--- Start Extract provided ---

Model: Clarify warning and device check on load

FA2 v2.5.7 and up is not supported below ampere and on AMD GPUs. Clarify the error message and explain what happens as a result. Signed-off-by: kingbri <bdashore3@proton.me>
2024-05-25 20:56:07 -04:00 · 2024-05-25 20:56:07 -04:00 · a46ee62d03
commit a46ee62d03
parent 47582c2440
1 changed files with 15 additions and 9 deletions
--- a/backends/exllamav2/model.py
+++ b/backends/exllamav2/model.py
@ -400,21 +400,27 @@ class ExllamaV2Container:
            async for value in iterate_in_threadpool(model_load_generator):
                yield value

-            # Disable paged mode if the user's min GPU is supported (ampere and above)
+            # Disable paged mode if the user's min GPU isn't supported (ampere and up)
+            device_list = {
+                module.device_idx
+                for module in self.model.modules
+                if module.device_idx >= 0
+            }
            min_compute_capability = min(
-                set(
-                    [
-                        torch.cuda.get_device_capability(device=module.device_idx)[0]
-                        for module in self.model.modules
-                        if module.device_idx >= 0
-                    ]
-                )

--- End Extract provided ---
--- Start Data ---

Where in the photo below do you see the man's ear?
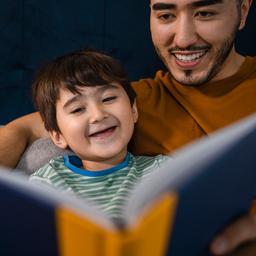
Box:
[49,131,68,149]
[239,0,252,30]
[132,100,139,123]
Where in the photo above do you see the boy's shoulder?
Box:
[31,156,66,178]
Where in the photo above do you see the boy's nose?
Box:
[89,105,107,123]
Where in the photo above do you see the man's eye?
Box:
[102,96,117,102]
[70,107,85,114]
[158,13,175,22]
[196,11,215,19]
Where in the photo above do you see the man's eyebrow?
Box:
[191,0,223,7]
[152,0,223,11]
[63,84,118,108]
[152,3,176,11]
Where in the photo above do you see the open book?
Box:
[0,116,256,256]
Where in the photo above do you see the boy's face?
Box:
[51,83,138,170]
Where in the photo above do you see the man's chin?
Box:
[170,70,210,86]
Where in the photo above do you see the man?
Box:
[0,0,256,254]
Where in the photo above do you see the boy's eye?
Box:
[70,107,85,114]
[102,96,117,102]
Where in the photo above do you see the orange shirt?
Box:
[131,57,256,155]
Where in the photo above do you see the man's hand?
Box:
[210,213,256,255]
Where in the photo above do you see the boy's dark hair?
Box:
[32,50,136,132]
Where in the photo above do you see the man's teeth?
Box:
[174,52,206,62]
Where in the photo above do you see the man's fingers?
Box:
[210,214,256,255]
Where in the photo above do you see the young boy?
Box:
[30,50,165,217]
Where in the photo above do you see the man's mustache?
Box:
[168,45,211,53]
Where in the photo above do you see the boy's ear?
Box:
[49,131,68,149]
[132,100,139,123]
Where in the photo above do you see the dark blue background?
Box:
[0,0,256,124]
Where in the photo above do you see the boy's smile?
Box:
[51,83,138,170]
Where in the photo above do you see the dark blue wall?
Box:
[0,0,256,124]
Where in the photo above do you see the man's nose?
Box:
[173,15,198,49]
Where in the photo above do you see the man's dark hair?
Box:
[32,50,136,131]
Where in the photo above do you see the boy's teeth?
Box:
[174,52,205,62]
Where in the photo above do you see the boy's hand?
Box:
[210,213,256,255]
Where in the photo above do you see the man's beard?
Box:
[155,19,240,86]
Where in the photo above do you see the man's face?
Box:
[151,0,245,85]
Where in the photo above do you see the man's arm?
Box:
[0,113,49,168]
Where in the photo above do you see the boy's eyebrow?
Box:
[63,84,118,109]
[152,0,223,11]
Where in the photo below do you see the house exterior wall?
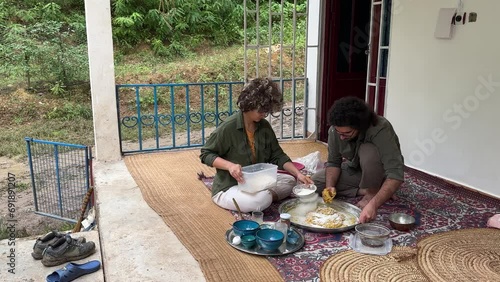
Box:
[386,0,500,197]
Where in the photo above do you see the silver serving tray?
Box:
[278,197,361,233]
[226,226,305,256]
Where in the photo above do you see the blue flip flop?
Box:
[47,260,101,282]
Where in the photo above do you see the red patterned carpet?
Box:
[200,169,500,281]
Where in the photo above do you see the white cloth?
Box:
[212,173,297,212]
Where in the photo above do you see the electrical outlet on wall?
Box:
[469,12,477,23]
[452,12,467,25]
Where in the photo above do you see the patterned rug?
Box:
[199,168,500,281]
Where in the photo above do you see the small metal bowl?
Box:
[355,223,391,247]
[389,213,415,231]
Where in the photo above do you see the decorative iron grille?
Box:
[116,78,308,154]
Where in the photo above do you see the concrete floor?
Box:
[0,161,205,282]
[94,161,205,282]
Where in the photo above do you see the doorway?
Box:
[318,0,392,142]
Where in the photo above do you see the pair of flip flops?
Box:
[47,260,101,282]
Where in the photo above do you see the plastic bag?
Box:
[294,151,320,174]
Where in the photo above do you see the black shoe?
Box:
[31,231,85,259]
[42,235,95,266]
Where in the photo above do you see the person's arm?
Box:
[359,178,403,223]
[283,162,314,184]
[212,157,243,183]
[325,166,340,188]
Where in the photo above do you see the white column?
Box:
[85,0,121,161]
[306,0,322,133]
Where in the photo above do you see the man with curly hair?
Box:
[312,97,404,223]
[200,78,313,212]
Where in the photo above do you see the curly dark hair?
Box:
[328,96,378,132]
[236,78,283,114]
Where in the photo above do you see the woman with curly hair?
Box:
[312,97,404,223]
[200,78,313,212]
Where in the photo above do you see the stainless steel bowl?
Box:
[389,213,415,231]
[355,223,391,247]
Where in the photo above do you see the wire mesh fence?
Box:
[25,138,91,223]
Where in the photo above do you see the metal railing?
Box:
[25,138,92,223]
[116,78,308,154]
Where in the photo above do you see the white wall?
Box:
[85,0,121,161]
[386,0,500,197]
[306,1,322,137]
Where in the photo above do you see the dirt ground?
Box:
[0,103,303,238]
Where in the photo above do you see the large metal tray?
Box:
[278,197,361,233]
[226,226,305,256]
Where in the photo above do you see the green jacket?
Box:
[327,116,404,181]
[200,112,291,195]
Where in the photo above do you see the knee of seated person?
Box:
[359,143,380,166]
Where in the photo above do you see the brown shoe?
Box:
[42,235,95,266]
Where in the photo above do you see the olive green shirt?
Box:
[327,116,404,181]
[200,112,291,195]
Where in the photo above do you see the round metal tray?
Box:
[226,225,305,256]
[278,197,361,233]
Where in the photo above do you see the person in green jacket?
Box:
[200,78,313,212]
[311,97,404,223]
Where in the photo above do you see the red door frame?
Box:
[318,0,371,142]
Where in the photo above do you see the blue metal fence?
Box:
[116,78,308,154]
[25,138,92,223]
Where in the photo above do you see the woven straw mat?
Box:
[320,247,428,282]
[125,141,327,282]
[417,228,500,281]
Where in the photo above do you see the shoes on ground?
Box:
[47,260,101,282]
[42,234,95,266]
[31,231,85,259]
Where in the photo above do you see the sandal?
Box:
[47,260,101,282]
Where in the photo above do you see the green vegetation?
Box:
[0,0,306,157]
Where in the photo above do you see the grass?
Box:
[0,46,303,157]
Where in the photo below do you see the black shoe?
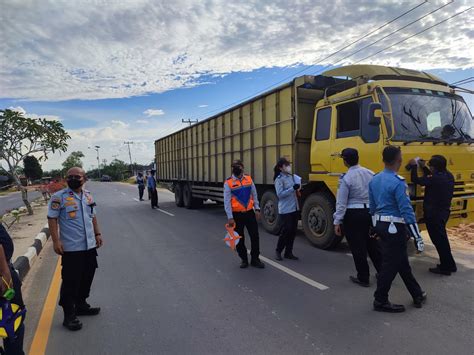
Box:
[76,303,100,316]
[413,292,427,308]
[374,301,405,313]
[63,316,82,332]
[349,276,370,287]
[285,254,299,260]
[250,259,265,269]
[436,264,458,272]
[429,266,451,276]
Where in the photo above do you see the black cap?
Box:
[341,148,359,159]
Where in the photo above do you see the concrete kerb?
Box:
[13,224,50,281]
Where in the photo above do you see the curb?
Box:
[13,224,50,281]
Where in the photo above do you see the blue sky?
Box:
[0,0,474,169]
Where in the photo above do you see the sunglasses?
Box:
[67,175,82,180]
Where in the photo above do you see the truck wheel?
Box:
[260,191,280,234]
[301,192,342,249]
[174,184,184,207]
[183,184,193,209]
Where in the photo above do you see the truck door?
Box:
[311,106,333,174]
[330,96,382,174]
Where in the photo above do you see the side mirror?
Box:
[367,102,383,126]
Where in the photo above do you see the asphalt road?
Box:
[25,183,474,355]
[0,191,41,216]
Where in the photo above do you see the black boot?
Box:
[76,302,100,316]
[374,301,405,313]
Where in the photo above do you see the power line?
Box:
[449,76,474,85]
[355,6,472,63]
[186,0,428,118]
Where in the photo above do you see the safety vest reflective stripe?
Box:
[226,175,254,212]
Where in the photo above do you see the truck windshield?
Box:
[380,88,474,142]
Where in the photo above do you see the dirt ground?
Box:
[8,201,48,261]
[448,223,474,251]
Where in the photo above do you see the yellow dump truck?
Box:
[155,65,474,249]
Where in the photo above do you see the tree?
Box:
[23,155,43,180]
[63,150,84,173]
[0,109,71,214]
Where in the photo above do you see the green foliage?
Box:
[63,151,84,174]
[23,155,43,180]
[0,109,71,184]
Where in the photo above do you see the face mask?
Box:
[67,179,82,190]
[232,166,242,176]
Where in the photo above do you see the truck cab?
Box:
[302,65,474,248]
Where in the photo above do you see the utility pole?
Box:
[123,141,133,175]
[181,118,199,126]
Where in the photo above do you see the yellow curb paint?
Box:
[29,258,61,355]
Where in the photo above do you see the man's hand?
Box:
[255,211,262,221]
[95,234,104,248]
[53,240,64,255]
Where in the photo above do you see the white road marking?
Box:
[156,208,174,217]
[260,255,329,291]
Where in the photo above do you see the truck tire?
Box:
[301,192,342,249]
[174,184,184,207]
[183,184,193,209]
[260,191,280,234]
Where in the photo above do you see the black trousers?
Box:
[276,211,298,255]
[148,188,158,208]
[59,248,97,316]
[425,215,456,271]
[233,210,260,261]
[374,222,423,303]
[0,264,25,355]
[343,208,382,282]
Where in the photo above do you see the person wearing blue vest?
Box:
[48,167,103,331]
[273,158,301,261]
[369,146,426,313]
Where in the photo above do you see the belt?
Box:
[346,203,369,210]
[375,214,405,224]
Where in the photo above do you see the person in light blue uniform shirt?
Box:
[334,148,381,287]
[369,146,426,313]
[273,158,301,261]
[48,167,102,331]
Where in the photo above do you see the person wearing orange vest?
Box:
[224,160,265,269]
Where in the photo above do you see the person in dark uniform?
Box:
[224,160,265,269]
[0,223,25,355]
[137,173,145,201]
[369,146,426,313]
[147,170,160,209]
[410,155,457,276]
[48,167,103,330]
[334,148,381,287]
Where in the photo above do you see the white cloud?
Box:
[0,0,474,101]
[143,108,165,117]
[8,106,61,121]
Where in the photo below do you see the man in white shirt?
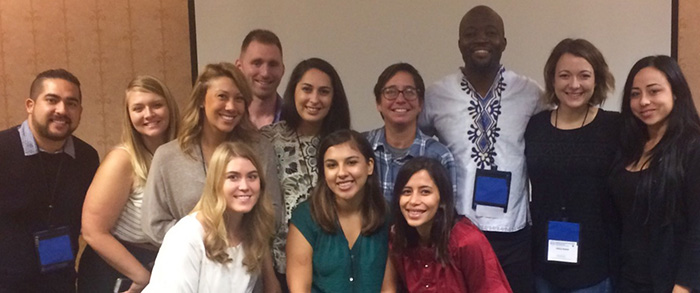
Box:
[236,29,284,128]
[419,6,542,292]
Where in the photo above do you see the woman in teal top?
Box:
[287,130,394,292]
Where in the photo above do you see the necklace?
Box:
[554,105,591,128]
[294,130,313,196]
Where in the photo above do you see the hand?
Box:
[673,284,690,293]
[122,282,148,293]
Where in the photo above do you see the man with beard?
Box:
[0,69,99,292]
[236,29,284,129]
[419,6,542,292]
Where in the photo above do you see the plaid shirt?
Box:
[364,127,457,201]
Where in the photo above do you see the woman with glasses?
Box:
[365,63,457,201]
[261,58,350,291]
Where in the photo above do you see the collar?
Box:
[272,94,282,123]
[460,64,506,99]
[17,120,75,159]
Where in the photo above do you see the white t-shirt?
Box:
[143,213,259,293]
[418,67,542,232]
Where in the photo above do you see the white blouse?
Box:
[143,213,259,293]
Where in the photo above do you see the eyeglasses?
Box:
[382,86,418,101]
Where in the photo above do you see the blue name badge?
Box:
[34,226,74,273]
[472,169,511,213]
[547,221,581,264]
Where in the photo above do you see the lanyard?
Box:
[39,153,66,227]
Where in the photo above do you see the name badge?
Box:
[472,169,511,213]
[34,226,74,273]
[547,221,580,264]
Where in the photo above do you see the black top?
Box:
[525,109,621,289]
[611,169,651,285]
[609,137,700,293]
[0,127,99,292]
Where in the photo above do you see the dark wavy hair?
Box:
[391,157,458,264]
[374,63,425,105]
[309,129,387,235]
[543,39,615,105]
[621,55,700,224]
[280,58,350,139]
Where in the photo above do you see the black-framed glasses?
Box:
[382,86,418,101]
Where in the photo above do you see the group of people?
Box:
[0,6,700,292]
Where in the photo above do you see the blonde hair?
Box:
[192,142,275,272]
[177,62,257,157]
[122,75,180,186]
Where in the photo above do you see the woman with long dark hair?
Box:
[261,58,350,290]
[286,130,394,293]
[391,157,512,293]
[610,56,700,292]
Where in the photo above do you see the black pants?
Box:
[78,242,158,293]
[484,226,535,293]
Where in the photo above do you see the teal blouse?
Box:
[291,201,389,292]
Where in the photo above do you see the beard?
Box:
[32,117,76,141]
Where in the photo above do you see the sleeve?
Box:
[418,84,441,136]
[453,223,512,293]
[141,149,177,246]
[675,144,700,290]
[143,217,204,293]
[258,137,285,228]
[440,144,462,200]
[289,201,320,248]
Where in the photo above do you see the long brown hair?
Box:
[310,129,387,235]
[177,62,258,157]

--- End Data ---

Your task:
According to the commit message, on which hardware is FA2 v2.5.7 and up not supported? This material comes from a different source than the commit.

Result of the task:
GPUs below Ampere and AMD GPUs.